◆ Dataset excerpts on object pointing:

+===+

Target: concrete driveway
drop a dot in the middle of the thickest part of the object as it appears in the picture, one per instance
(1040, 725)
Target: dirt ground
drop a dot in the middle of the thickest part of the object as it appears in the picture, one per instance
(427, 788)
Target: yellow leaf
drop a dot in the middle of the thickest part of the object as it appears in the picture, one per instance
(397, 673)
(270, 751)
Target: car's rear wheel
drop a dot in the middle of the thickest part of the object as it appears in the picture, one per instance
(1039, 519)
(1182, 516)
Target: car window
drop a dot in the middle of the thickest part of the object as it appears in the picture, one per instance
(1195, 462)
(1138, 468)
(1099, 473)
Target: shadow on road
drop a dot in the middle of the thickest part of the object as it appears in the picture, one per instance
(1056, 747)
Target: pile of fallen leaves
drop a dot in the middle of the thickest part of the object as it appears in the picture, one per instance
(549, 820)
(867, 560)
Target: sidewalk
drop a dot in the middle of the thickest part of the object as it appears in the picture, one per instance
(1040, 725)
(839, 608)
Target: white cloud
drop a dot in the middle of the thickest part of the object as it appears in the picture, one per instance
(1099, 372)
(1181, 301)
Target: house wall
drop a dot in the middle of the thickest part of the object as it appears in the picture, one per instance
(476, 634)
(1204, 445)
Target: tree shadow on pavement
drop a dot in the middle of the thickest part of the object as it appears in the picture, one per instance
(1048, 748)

+===+

◆ Task directions: Reproduce the items starting at the line containing "Target: house wall" and ending at the line containing "(1204, 445)", requests included, offsetting every coordinate in the answers by adding 33.

◆ Answer to this exercise:
Target: house wall
drop a dot in the middle of the thickest part of the object as it appears in the picture, one per instance
(509, 667)
(1237, 478)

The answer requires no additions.